▶ _What is needed_
Retype the lines of the listing below exactly, starting at the line that contains "Target: pink plaid bag" and ending at the last line of the listing, with both ends included.

▶ _Raw records_

>>>>

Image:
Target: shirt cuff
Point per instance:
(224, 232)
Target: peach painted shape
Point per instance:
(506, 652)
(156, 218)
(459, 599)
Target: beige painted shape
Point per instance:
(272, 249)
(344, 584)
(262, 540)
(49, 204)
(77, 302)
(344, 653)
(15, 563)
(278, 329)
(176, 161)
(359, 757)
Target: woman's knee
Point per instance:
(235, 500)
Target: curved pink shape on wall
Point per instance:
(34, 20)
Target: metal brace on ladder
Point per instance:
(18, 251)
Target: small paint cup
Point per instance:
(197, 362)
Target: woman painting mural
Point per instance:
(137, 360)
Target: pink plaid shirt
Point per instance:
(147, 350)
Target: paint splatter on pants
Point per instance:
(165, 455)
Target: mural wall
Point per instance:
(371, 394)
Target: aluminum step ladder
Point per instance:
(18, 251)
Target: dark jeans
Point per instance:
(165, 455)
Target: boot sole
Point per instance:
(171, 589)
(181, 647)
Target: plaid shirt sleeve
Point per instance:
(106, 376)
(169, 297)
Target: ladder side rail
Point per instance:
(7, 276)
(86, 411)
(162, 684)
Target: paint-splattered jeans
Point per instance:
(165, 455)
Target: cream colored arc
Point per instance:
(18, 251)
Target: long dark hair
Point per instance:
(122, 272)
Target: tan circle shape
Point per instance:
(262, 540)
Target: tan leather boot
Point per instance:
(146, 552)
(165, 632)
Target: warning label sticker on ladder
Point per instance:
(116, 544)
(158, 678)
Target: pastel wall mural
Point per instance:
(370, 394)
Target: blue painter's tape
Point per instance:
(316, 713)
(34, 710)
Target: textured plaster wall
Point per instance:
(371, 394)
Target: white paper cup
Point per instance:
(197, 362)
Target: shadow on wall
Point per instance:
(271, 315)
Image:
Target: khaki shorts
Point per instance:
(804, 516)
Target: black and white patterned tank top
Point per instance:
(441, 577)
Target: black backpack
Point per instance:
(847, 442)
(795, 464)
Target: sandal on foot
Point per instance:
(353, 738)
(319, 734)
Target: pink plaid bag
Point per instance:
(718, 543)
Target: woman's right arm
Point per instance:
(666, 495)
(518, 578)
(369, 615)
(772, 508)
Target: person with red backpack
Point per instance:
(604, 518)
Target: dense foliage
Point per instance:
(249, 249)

<<<<

▶ _Written solution_
Target: pink plaid bag
Point per instance:
(718, 543)
Target: woman's right arm
Point per instance:
(666, 495)
(518, 578)
(369, 615)
(772, 508)
Target: person with red backpack
Point per instance:
(604, 518)
Target: dense foliage
Point per instance:
(249, 249)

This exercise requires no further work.